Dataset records
• • • •
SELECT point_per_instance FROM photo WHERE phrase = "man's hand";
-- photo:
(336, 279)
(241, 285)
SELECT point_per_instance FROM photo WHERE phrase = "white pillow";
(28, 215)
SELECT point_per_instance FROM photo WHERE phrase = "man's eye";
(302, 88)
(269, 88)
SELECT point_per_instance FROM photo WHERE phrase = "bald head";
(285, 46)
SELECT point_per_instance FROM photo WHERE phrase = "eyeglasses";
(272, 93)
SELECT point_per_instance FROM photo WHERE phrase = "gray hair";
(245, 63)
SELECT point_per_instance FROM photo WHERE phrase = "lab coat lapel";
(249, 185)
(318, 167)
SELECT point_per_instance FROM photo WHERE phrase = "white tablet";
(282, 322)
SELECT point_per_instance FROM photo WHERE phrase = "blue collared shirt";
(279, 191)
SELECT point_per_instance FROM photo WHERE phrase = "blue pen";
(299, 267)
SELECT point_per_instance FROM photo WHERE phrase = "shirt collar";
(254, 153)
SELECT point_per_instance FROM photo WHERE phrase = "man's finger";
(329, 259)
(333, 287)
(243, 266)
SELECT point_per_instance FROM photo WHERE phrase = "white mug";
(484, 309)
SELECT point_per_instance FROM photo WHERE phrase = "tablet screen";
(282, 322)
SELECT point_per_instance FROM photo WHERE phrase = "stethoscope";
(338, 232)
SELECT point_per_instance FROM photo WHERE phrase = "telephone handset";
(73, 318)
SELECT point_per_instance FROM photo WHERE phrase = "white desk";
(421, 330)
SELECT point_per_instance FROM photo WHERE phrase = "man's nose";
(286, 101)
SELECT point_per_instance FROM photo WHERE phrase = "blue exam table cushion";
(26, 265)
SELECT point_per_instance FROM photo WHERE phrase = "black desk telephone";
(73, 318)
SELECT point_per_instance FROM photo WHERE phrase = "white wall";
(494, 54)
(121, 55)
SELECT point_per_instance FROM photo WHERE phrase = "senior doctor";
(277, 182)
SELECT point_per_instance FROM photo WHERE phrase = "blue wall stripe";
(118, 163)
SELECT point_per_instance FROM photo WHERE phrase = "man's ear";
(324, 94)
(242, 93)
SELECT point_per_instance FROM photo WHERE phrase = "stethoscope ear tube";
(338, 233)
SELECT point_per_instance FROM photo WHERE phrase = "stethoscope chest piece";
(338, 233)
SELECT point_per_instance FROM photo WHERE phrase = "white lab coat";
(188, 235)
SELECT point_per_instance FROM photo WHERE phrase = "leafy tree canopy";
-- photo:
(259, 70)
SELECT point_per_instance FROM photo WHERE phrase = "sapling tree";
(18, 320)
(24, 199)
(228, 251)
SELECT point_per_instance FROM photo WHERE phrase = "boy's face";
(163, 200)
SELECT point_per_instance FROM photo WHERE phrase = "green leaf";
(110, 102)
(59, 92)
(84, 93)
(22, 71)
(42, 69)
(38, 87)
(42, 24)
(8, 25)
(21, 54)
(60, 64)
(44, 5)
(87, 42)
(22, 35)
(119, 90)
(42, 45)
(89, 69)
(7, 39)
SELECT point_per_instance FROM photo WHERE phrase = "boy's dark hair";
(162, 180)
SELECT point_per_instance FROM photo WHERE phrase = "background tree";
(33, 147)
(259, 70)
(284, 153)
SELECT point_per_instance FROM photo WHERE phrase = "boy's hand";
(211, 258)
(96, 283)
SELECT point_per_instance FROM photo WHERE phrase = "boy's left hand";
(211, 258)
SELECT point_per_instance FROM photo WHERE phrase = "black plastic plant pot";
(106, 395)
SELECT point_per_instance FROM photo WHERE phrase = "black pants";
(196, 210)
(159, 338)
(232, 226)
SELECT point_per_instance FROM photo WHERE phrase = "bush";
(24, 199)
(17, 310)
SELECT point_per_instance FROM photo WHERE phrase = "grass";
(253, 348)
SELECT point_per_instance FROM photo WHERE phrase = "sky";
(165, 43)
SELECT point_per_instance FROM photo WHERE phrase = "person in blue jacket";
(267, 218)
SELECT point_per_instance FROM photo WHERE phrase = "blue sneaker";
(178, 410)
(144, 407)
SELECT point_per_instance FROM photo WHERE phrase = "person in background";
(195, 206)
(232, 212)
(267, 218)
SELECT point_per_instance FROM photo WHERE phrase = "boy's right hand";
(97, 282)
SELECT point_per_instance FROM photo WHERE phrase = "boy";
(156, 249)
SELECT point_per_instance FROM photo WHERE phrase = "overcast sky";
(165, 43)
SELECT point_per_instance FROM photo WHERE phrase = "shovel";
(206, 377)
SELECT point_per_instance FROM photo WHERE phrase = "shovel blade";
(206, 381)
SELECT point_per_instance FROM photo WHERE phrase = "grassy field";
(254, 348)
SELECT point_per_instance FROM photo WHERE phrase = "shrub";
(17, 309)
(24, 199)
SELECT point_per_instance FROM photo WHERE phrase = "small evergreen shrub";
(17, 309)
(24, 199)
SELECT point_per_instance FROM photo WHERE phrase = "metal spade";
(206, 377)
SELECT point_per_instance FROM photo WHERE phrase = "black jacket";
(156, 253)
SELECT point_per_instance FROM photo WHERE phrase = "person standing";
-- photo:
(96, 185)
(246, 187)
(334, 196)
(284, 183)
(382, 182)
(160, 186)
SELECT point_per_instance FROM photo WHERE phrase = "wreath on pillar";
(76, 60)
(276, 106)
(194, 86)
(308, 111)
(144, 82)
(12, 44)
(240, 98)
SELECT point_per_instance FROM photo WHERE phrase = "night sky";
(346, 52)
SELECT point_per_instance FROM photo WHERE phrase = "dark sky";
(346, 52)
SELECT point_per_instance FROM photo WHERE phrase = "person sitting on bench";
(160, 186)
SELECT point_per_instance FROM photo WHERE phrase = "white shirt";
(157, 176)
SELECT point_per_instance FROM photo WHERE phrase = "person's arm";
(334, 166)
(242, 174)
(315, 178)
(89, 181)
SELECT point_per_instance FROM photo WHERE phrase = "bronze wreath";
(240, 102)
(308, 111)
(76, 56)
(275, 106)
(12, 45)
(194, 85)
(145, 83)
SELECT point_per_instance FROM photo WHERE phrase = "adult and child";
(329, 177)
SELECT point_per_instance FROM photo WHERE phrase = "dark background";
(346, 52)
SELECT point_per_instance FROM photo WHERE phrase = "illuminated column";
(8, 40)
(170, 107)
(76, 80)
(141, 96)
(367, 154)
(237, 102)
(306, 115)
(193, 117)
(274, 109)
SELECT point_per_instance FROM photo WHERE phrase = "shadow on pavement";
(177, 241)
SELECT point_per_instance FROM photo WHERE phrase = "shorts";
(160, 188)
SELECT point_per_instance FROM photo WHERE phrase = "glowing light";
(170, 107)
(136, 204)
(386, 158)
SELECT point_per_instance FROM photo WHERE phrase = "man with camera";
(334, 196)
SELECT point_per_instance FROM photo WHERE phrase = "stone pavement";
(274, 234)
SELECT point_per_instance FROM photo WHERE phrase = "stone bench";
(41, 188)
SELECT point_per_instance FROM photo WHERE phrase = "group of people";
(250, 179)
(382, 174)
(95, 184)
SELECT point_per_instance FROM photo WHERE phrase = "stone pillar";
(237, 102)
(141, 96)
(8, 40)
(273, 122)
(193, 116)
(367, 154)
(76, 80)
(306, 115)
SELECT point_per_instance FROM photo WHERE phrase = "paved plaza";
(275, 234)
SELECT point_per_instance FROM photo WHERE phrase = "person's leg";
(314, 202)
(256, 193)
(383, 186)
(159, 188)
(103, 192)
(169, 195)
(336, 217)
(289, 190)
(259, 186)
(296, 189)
• • • •
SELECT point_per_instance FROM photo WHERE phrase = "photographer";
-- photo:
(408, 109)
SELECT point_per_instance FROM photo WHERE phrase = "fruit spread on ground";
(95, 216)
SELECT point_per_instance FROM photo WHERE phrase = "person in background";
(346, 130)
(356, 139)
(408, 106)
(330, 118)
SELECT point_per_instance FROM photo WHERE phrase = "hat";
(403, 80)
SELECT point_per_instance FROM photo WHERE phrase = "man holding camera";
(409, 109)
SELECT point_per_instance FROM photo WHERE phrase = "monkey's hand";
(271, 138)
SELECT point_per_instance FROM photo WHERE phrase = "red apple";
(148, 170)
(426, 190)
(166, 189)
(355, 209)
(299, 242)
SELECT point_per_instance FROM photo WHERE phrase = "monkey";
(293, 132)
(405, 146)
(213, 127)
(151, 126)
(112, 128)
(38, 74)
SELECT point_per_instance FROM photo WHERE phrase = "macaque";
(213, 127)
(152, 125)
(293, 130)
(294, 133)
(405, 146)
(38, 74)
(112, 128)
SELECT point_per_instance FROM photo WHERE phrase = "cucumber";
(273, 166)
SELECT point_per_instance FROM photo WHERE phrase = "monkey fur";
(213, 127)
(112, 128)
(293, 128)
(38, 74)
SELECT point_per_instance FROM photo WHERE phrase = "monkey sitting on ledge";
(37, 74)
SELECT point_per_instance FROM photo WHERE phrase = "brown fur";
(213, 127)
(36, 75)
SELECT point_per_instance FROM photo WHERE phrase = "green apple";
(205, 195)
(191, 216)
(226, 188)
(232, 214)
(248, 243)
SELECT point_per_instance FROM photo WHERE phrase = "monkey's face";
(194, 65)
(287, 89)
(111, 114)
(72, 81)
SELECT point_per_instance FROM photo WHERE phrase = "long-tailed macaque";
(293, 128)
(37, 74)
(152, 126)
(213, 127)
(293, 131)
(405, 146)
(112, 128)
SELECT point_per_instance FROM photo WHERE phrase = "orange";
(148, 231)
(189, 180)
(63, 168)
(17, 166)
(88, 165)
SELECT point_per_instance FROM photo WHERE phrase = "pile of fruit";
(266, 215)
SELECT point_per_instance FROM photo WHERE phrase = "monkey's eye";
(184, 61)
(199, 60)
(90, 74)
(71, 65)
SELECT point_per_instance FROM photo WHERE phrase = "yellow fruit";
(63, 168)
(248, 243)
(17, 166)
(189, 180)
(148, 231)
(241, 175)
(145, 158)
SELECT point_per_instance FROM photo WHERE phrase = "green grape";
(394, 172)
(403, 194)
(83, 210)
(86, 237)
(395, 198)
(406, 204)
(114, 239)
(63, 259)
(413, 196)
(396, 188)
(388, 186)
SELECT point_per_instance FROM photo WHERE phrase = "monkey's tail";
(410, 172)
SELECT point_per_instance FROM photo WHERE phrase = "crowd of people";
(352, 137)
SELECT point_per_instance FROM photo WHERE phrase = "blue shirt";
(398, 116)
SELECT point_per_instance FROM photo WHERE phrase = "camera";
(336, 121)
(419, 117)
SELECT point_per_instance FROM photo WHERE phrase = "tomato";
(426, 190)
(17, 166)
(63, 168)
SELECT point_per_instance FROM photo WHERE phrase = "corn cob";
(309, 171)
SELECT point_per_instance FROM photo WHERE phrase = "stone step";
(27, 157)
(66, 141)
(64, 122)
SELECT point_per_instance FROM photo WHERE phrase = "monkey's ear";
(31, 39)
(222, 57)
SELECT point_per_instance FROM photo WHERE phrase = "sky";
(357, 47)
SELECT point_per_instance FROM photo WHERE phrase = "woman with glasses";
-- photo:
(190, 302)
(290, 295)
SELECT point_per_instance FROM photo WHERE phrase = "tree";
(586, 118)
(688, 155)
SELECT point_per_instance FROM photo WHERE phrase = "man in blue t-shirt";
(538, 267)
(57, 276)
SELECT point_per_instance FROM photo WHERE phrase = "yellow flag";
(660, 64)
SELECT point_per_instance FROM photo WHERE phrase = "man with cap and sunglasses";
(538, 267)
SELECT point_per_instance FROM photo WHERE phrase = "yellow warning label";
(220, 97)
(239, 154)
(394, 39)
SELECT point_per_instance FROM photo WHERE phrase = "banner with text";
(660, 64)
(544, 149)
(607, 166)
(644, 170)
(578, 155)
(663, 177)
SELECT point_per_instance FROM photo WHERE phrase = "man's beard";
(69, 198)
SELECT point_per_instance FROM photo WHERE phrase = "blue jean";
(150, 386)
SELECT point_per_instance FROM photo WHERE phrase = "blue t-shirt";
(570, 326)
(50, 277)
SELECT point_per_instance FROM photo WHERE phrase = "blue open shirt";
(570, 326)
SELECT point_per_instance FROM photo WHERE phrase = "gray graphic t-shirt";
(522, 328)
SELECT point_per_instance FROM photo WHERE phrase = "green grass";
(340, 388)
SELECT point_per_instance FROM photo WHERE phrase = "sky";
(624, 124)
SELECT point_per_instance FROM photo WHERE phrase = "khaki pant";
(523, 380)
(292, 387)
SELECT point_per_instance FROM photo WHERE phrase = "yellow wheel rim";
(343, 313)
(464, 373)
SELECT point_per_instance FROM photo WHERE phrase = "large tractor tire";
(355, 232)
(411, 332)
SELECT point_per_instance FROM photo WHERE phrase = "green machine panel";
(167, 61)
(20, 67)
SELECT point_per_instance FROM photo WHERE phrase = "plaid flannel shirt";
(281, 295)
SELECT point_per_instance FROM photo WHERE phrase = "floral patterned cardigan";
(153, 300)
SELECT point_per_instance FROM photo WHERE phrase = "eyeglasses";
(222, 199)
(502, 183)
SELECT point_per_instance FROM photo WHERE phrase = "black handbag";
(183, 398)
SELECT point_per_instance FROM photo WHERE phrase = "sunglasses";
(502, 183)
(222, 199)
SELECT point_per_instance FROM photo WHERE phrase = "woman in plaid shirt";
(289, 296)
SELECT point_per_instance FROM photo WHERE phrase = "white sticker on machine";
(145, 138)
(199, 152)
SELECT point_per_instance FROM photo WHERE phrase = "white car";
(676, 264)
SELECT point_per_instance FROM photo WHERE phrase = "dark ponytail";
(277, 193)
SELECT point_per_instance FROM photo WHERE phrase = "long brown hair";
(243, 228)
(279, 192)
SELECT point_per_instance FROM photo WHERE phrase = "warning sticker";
• • • •
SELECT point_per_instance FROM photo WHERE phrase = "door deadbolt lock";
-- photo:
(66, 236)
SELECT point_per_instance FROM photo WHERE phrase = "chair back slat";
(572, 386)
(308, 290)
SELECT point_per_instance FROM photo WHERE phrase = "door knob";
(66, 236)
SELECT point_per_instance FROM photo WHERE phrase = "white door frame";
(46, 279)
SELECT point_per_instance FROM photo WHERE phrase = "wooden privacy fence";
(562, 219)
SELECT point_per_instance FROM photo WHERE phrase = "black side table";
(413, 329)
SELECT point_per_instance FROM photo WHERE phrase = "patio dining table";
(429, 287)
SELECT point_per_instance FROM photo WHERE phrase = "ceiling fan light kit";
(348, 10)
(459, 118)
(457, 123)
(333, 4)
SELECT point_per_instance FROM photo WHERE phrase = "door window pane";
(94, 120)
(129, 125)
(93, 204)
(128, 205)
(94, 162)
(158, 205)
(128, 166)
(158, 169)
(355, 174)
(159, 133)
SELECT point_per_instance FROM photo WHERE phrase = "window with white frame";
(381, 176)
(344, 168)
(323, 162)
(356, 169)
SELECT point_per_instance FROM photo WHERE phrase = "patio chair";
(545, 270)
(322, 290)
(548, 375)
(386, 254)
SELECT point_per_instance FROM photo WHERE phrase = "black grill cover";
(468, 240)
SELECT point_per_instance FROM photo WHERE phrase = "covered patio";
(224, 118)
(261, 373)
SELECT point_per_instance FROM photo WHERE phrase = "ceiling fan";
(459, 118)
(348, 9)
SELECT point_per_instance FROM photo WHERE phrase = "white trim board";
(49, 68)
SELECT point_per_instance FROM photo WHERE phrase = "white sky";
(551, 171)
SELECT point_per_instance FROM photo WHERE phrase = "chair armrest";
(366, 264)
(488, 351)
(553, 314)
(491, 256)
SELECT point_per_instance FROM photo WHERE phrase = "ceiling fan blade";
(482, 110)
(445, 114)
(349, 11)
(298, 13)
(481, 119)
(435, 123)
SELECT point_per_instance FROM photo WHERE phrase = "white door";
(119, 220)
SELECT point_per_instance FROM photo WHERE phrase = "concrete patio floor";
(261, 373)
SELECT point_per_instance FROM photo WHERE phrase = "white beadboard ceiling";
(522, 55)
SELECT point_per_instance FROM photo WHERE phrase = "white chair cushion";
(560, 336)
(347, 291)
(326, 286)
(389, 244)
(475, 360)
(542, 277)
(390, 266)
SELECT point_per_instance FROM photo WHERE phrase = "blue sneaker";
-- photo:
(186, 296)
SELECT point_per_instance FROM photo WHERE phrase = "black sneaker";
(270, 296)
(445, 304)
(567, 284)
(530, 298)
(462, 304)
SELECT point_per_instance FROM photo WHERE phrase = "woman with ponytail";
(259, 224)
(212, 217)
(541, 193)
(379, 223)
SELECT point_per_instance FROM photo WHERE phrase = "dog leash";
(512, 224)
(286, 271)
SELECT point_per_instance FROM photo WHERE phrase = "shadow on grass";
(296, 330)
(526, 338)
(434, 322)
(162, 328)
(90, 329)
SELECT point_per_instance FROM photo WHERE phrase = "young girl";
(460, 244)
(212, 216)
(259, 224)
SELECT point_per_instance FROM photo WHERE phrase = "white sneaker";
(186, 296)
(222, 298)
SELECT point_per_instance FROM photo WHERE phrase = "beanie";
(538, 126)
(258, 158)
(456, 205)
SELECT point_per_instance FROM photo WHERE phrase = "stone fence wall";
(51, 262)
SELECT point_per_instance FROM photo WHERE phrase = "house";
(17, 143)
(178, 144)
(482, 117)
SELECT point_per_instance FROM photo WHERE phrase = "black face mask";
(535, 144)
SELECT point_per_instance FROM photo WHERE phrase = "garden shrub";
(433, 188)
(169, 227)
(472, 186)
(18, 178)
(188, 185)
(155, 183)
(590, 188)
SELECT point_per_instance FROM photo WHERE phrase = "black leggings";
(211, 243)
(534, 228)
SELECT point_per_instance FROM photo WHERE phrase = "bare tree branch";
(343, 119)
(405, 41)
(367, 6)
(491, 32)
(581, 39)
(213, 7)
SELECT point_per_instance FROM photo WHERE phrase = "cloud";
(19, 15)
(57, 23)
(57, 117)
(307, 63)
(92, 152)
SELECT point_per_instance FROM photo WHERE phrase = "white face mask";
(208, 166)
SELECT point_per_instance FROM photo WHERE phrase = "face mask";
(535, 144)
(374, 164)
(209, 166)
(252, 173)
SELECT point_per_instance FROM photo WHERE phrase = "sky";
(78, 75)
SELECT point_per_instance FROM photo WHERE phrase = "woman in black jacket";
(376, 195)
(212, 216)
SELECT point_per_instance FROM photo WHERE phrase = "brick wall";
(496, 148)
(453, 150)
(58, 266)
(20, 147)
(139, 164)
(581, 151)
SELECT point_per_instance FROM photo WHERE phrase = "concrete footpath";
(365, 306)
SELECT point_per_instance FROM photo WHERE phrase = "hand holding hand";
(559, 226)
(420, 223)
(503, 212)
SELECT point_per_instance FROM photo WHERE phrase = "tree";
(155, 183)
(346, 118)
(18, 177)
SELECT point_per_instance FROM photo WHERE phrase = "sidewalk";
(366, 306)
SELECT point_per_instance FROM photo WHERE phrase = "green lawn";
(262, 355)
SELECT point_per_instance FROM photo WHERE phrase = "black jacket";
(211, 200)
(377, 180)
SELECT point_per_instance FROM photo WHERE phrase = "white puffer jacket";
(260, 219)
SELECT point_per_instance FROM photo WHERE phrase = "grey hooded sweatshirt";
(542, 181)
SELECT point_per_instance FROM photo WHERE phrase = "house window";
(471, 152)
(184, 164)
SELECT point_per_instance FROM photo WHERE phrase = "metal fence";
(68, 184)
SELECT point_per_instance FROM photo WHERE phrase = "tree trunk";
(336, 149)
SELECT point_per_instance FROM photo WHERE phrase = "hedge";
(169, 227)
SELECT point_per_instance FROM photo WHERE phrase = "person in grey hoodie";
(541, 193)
• • • •
→ **WRITTEN INSTRUCTION**:
From the dataset records above, pull out each line containing the string "metal" and list those lines unchanged.

→ **ANSWER TO THE PROBLEM**:
SELECT point_per_instance FROM photo WHERE phrase = "metal spade";
SELECT point_per_instance FROM photo WHERE phrase = "metal fence";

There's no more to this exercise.